> DOCUMENT SOURCE:
Au niveau national, la densité moyenne est de 99 médecins généralistes pour 100 000 habitants.
Toutes les données du problème, y compris « l’héliotropisme » voulant que les jeunes diplômés mettent volontiers le cap sur les contrées ensoleillées, sont connues et répétées. Mais le corps médical reste fort de sa capacité d’influence et sûr de ses principes, à commencer par celui de la liberté d’installation. Le pouvoir politique ne peut donc que jouer de la carotte ou du bâton. Côté carotte, il y a des pays – tel le Canada – qui évitent les déserts médicaux ( et pourtant, le Grand Nord…) par des incitations financières dont on n’a qu’une faible idée en France. Les médecins partant en mission à durée indéterminée pour des régions inattendues vivent souvent dans l’idée d’accumuler une cagnotte autorisant par la suite une année sabbatique ou un projet immobilier. Il faut pour cela qu’un Etat riche s’associe à des collectivités puissantes car tout le monde met la main à la poche. Style bâton, il y a bien entendu les états dirigistes qui « nomment » les médecins en fonction des besoins géographiques, ce qui ferait hurler chez nous à la « fonctionnarisation ». Pour éviter les chocs prévisibles, il faut pourtant en finir avec le rêve irréaliste d’attirer des médecins à l’aide d’incitations financières locales qui ne sont que du bricolage. La solution pour la traversée des déserts médicaux de la décennie qui vient est à rechercher dans les passerelles entre professions de santé – certaines infirmières expérimentées pourraient prescrire – ainsi que la formation en alternance à partir de la quatrième année. Par ailleurs, tout n’a pas été expérimenté, loin de là, en matière de remboursement des honoraires en fonction du lieu d’installation. Le sénateur de l’Allier Bruno Rejouan (apparenté LR) devrait rendre autour du rendez-vous présidentiel un rapport suggérant quelques pistes audacieuses à ce sujet. Des remèdes de cheval, en somme. Il est plus que temps.

> LISTE FOURNIE:
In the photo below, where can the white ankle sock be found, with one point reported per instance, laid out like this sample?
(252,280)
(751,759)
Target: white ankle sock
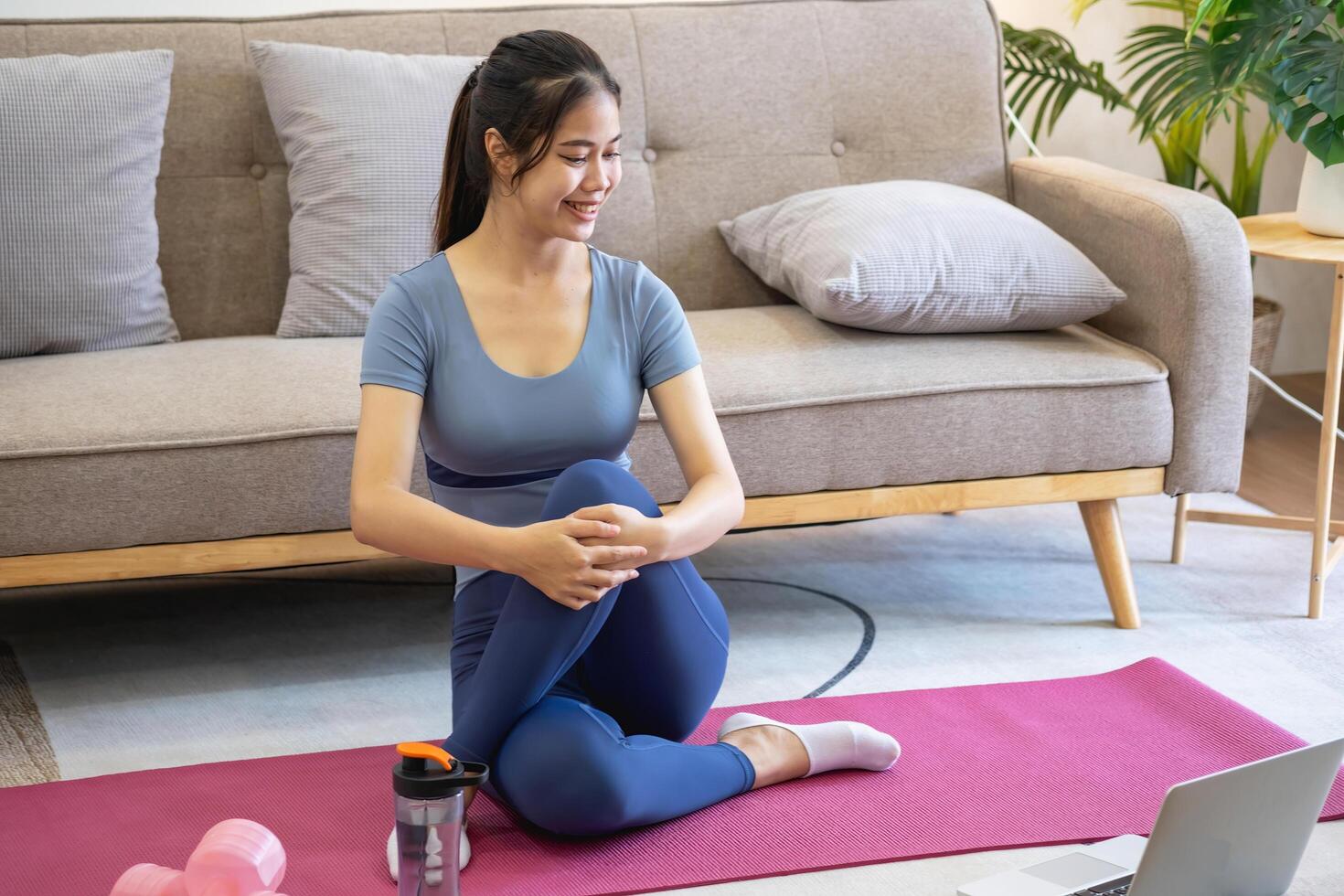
(433,856)
(831,744)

> CONSIGNE:
Relevez, s'il vous plaît, tous les noms propres de lieux cités dans le texte sur les déserts médicaux, dans leur ordre d'apparition.

> RÉSULTAT:
Canada
Grand Nord
France
Allier